ML: “The one finding arguing about this is the blockage of division by ICRF-193 in PIAS-g siRNA ZM447439-treated cells, but ICRF-193 is a somewhat controversial drug and it has been argued that it induces a DNA damage checkpoint or some other regulatory checkpoint.”

DJC: When ZM447439 is added in combination with ICRF-193 to PIASy-depleted cells, the cells exit mitosis with no delay with respect to controls. Thus, the observed block in chromosome segregation is independent of a checkpoint response and must be due to topoisomerase II inhibition.

However, in the absence of checkpoint overriding agents ICRF-193 triggers a metaphase checkpoint (Skoufias et al., Mol Cell. 2004, 15(6):977-90; Clarke et al., Cell Cycle. 2006, 5(17):1925-8; Mikhailov et al., Curr Biol. 2002, 12(21):1797-806). We think that the metaphase delays observed after PIASy depletion may correspond to the same checkpoint. There is a difference of opinion as to whether this checkpoint is triggered by DNA damage (Mikhailov et al.) or in the absence of damage (Skoufias et al.).

§ DATASET EXTRACT
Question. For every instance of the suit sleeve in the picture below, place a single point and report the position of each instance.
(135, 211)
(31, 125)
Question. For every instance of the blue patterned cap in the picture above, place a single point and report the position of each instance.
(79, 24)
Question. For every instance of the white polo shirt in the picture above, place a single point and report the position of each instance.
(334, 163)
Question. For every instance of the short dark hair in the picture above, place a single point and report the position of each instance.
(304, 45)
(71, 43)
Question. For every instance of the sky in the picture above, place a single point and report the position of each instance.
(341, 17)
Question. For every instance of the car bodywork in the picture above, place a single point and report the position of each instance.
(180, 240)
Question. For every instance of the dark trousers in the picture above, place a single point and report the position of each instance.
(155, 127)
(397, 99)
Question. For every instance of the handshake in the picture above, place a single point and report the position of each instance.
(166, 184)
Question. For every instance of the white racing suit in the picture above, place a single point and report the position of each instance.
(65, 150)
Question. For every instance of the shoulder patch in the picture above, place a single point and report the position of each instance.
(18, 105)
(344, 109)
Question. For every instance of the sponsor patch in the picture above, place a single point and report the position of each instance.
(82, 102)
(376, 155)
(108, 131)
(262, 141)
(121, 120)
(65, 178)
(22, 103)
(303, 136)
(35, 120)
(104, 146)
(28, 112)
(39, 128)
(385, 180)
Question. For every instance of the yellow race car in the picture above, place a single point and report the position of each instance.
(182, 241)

§ DIRECTIONS FOR THIS TASK
Answer these about the exchange on ICRF-193 above:
(a) In DJC's reply, what happens when ZM447439 and ICRF-193 are added together to PIASy-depleted cells?
(b) What does ICRF-193 trigger when no checkpoint overriding agents are present?
(c) Which cited work holds that this checkpoint is triggered by DNA damage?

§ SOLUTION TO THIS EXERCISE
(a) The cells exit mitosis with no delay compared with controls.
(b) A metaphase checkpoint.
(c) Mikhailov et al.